#### AIM OF THE TASK
Leave out the lines before the one with "is the engine"; output that line and all remaining lines of the records exactly.

#### DATA SUPPLIED
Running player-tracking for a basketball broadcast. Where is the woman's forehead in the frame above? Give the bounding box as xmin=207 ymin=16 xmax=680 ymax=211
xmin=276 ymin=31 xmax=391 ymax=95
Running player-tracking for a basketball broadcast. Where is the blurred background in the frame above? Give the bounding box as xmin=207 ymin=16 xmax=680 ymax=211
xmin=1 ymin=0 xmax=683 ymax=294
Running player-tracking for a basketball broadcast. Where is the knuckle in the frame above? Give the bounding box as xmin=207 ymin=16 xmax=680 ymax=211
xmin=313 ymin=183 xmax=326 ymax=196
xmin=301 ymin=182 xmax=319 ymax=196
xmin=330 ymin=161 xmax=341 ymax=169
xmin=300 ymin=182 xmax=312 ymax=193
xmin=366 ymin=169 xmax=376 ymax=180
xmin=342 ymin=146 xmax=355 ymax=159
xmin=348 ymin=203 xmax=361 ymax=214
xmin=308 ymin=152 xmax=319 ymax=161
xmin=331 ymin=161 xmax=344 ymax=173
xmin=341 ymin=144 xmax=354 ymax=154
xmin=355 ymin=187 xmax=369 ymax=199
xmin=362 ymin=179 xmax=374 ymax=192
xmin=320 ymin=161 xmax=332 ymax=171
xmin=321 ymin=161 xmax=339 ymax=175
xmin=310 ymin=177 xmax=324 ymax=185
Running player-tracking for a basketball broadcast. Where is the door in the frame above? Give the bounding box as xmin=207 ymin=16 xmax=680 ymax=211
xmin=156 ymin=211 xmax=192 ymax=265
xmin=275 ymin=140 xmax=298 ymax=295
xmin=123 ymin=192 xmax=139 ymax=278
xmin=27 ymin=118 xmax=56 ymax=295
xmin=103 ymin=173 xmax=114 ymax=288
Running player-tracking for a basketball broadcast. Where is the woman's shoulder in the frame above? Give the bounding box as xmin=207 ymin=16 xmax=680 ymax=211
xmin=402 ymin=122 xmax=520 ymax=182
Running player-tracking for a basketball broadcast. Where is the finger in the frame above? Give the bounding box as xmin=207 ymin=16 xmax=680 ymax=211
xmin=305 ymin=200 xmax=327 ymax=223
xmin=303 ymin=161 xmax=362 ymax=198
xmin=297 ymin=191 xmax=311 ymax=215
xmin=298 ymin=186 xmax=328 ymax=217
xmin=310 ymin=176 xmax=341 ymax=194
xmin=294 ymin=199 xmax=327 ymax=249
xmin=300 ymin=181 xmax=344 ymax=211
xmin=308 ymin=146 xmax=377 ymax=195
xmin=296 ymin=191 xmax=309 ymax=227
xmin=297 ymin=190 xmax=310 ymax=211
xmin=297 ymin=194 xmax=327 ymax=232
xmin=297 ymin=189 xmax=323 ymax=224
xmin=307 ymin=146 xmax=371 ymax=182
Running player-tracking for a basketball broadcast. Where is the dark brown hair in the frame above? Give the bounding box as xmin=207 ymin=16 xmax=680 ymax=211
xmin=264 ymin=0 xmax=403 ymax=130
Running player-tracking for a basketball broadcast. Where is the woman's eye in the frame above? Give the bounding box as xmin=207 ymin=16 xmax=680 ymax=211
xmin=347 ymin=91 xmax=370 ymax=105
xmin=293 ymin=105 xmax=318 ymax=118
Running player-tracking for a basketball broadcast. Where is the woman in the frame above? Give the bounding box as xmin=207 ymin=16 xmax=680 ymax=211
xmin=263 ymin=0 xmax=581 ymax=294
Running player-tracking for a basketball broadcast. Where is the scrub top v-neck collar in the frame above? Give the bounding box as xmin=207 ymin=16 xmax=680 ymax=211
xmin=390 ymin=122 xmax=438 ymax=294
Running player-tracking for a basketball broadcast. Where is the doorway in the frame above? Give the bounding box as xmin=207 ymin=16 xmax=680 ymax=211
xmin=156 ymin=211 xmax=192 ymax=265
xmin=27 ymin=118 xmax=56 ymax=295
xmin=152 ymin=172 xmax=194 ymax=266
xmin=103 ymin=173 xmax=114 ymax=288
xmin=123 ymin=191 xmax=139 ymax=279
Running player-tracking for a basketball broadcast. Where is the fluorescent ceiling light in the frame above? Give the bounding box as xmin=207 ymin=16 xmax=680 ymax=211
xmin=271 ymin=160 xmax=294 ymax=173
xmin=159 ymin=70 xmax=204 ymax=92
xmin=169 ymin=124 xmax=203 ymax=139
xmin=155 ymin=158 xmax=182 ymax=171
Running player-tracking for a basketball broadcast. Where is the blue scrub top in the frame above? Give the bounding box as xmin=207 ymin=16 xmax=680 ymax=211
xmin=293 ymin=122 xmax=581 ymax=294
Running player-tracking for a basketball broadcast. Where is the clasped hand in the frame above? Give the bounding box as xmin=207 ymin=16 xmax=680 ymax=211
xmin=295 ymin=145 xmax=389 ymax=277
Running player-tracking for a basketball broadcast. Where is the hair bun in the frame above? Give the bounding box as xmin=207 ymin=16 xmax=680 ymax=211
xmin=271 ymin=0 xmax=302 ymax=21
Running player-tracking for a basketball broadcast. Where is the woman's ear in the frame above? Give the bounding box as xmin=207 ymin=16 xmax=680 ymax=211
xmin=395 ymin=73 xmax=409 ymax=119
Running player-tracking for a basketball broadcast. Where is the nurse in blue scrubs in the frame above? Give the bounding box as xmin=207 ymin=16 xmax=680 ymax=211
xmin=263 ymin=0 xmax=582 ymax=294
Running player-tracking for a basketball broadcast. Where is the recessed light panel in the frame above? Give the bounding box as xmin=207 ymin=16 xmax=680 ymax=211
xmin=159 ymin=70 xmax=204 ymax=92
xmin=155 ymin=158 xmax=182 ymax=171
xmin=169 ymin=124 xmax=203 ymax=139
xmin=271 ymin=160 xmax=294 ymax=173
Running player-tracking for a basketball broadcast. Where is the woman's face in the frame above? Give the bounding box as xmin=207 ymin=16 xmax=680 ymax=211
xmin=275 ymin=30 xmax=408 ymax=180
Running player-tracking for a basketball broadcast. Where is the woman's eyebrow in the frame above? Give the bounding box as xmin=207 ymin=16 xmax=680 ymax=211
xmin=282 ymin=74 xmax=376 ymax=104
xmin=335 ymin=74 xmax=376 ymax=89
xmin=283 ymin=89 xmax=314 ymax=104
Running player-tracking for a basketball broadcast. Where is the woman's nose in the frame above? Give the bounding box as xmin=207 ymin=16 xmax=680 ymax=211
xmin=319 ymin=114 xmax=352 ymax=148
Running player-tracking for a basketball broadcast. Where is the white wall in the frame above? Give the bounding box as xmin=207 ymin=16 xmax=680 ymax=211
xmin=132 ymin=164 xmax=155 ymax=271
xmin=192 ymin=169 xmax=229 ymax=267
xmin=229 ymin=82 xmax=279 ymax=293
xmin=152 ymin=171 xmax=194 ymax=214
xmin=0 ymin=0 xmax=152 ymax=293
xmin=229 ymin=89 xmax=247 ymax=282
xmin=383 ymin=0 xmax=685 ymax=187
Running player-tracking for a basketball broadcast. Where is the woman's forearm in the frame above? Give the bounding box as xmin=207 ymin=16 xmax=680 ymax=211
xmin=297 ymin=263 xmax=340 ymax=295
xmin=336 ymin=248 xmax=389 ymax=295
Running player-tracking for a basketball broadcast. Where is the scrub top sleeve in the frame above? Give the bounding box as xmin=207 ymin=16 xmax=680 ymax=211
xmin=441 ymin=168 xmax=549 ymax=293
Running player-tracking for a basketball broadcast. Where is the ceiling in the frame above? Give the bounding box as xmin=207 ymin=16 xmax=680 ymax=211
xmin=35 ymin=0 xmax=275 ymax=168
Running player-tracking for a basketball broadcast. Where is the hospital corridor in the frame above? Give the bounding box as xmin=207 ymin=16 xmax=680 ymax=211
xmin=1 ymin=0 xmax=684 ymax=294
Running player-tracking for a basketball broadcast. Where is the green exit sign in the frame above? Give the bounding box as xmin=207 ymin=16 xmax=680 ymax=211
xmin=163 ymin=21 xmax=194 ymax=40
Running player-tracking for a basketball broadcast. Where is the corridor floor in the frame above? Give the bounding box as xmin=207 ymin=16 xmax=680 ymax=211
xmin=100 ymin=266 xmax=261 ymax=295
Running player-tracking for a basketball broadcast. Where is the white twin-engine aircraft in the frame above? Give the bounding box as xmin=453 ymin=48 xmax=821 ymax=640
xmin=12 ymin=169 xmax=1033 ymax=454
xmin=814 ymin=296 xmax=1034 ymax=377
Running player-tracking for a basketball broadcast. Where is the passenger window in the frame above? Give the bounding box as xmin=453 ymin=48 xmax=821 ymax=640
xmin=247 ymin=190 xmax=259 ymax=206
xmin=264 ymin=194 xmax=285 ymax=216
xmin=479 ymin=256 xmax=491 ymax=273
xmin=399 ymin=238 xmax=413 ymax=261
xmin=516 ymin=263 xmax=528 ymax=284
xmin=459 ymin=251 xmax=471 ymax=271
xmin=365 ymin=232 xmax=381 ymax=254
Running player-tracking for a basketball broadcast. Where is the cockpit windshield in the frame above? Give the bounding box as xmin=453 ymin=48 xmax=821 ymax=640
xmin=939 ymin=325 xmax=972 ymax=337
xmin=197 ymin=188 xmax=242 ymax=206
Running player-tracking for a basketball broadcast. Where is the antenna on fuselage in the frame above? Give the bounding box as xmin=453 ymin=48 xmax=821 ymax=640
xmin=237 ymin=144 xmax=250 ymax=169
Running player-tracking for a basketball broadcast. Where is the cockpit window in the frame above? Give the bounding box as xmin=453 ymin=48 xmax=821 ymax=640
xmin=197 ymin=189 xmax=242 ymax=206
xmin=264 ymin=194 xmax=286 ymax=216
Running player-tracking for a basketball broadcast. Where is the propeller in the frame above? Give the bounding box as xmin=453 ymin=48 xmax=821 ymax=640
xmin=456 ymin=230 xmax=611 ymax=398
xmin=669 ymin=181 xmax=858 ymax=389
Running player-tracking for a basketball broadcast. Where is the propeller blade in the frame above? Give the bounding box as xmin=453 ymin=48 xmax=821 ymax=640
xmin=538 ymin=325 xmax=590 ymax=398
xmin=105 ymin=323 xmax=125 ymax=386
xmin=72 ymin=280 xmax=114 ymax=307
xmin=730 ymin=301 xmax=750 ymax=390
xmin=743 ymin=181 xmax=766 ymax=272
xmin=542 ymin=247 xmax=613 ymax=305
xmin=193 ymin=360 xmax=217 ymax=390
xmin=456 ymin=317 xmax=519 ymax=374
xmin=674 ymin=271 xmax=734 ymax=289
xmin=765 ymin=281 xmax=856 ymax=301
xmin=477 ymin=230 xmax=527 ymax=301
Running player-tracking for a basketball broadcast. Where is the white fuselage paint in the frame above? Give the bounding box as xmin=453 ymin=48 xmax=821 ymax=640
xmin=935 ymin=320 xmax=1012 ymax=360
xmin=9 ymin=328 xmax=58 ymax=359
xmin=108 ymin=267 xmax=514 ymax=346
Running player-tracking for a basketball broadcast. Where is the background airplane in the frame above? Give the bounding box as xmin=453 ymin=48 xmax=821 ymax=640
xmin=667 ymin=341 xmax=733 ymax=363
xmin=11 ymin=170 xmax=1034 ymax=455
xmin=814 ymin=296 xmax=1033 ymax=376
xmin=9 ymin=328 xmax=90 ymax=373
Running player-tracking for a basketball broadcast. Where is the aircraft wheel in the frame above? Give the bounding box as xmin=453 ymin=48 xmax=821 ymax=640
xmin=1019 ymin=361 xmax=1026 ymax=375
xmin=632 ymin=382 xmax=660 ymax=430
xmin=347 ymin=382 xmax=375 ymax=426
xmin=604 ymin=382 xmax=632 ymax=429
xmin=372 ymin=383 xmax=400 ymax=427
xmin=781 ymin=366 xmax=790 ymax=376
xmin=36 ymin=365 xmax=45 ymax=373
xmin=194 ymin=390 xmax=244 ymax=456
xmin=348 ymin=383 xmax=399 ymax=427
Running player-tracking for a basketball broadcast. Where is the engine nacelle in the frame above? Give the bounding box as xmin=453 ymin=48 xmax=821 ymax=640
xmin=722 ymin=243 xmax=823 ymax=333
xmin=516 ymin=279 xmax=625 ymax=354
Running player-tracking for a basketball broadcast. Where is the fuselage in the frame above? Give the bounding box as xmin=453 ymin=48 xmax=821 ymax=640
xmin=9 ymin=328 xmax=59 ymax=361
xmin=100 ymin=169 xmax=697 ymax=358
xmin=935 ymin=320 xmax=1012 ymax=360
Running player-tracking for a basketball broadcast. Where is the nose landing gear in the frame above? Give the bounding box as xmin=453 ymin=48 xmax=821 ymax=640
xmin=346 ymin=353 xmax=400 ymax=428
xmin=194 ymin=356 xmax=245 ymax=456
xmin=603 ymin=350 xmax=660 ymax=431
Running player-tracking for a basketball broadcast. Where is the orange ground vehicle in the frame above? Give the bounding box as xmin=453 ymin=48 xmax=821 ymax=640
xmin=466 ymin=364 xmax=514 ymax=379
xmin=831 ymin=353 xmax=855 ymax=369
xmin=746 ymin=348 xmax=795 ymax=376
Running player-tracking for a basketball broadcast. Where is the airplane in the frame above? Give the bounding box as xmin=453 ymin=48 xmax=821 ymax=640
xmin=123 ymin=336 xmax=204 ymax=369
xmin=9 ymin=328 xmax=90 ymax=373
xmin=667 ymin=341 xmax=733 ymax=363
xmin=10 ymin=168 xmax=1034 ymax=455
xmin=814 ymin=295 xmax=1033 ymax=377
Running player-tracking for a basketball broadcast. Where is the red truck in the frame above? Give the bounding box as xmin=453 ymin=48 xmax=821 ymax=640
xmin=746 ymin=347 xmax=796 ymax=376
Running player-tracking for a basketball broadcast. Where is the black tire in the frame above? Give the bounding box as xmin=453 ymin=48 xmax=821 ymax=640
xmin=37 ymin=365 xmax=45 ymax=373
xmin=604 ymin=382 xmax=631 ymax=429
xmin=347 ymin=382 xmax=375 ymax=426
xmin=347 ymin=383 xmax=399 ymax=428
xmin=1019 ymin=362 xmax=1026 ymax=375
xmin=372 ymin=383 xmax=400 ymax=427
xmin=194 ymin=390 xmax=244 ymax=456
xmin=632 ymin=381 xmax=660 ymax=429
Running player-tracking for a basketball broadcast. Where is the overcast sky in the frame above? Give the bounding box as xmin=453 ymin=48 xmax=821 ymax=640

#### RESULT OF THIS TASK
Running player-tracking for a basketball broadcast. Where is the engine nacelle in the frame above? Give the bounding box as xmin=453 ymin=48 xmax=821 ymax=640
xmin=722 ymin=243 xmax=823 ymax=333
xmin=516 ymin=279 xmax=625 ymax=354
Running player-tracking for a basketball broadcast. Where is the fuselage in the frame above? Give the bounding box as xmin=453 ymin=48 xmax=821 ymax=640
xmin=9 ymin=328 xmax=59 ymax=361
xmin=100 ymin=169 xmax=697 ymax=358
xmin=935 ymin=320 xmax=1012 ymax=360
Running player-tracking for a basketball broadcast. Where is the nose landing gear in the frame above? Give the bounding box as xmin=453 ymin=48 xmax=821 ymax=640
xmin=346 ymin=353 xmax=400 ymax=428
xmin=194 ymin=356 xmax=245 ymax=456
xmin=603 ymin=350 xmax=660 ymax=431
Running player-tracking for a basketball broadcast. Where is the orange ground vehicle in the frame above? Give the bounding box as xmin=453 ymin=48 xmax=821 ymax=640
xmin=466 ymin=364 xmax=514 ymax=379
xmin=831 ymin=353 xmax=855 ymax=369
xmin=746 ymin=348 xmax=795 ymax=376
Running player-tracking for a basketball broadcast. Where is the airplane in the frame above? Give the bounding box as xmin=453 ymin=48 xmax=821 ymax=640
xmin=123 ymin=336 xmax=204 ymax=369
xmin=9 ymin=328 xmax=90 ymax=373
xmin=667 ymin=341 xmax=733 ymax=363
xmin=10 ymin=168 xmax=1034 ymax=455
xmin=814 ymin=295 xmax=1033 ymax=377
Running player-tracking for a basketball broadcast. Where is the red truck in the frame above? Give the bounding box as xmin=453 ymin=48 xmax=821 ymax=640
xmin=746 ymin=347 xmax=796 ymax=376
Running player-tracking for a basketball broadcast. Where is the black tire in the frame above? Give the bounding box as xmin=453 ymin=48 xmax=821 ymax=640
xmin=37 ymin=365 xmax=45 ymax=373
xmin=604 ymin=382 xmax=631 ymax=429
xmin=347 ymin=382 xmax=375 ymax=426
xmin=347 ymin=383 xmax=399 ymax=428
xmin=1019 ymin=362 xmax=1026 ymax=375
xmin=372 ymin=383 xmax=400 ymax=427
xmin=194 ymin=390 xmax=244 ymax=456
xmin=632 ymin=381 xmax=660 ymax=429
Running player-tracking for a basketball broadcast. Where is the overcast sky in the frame above? Give the bounding box as xmin=453 ymin=48 xmax=821 ymax=640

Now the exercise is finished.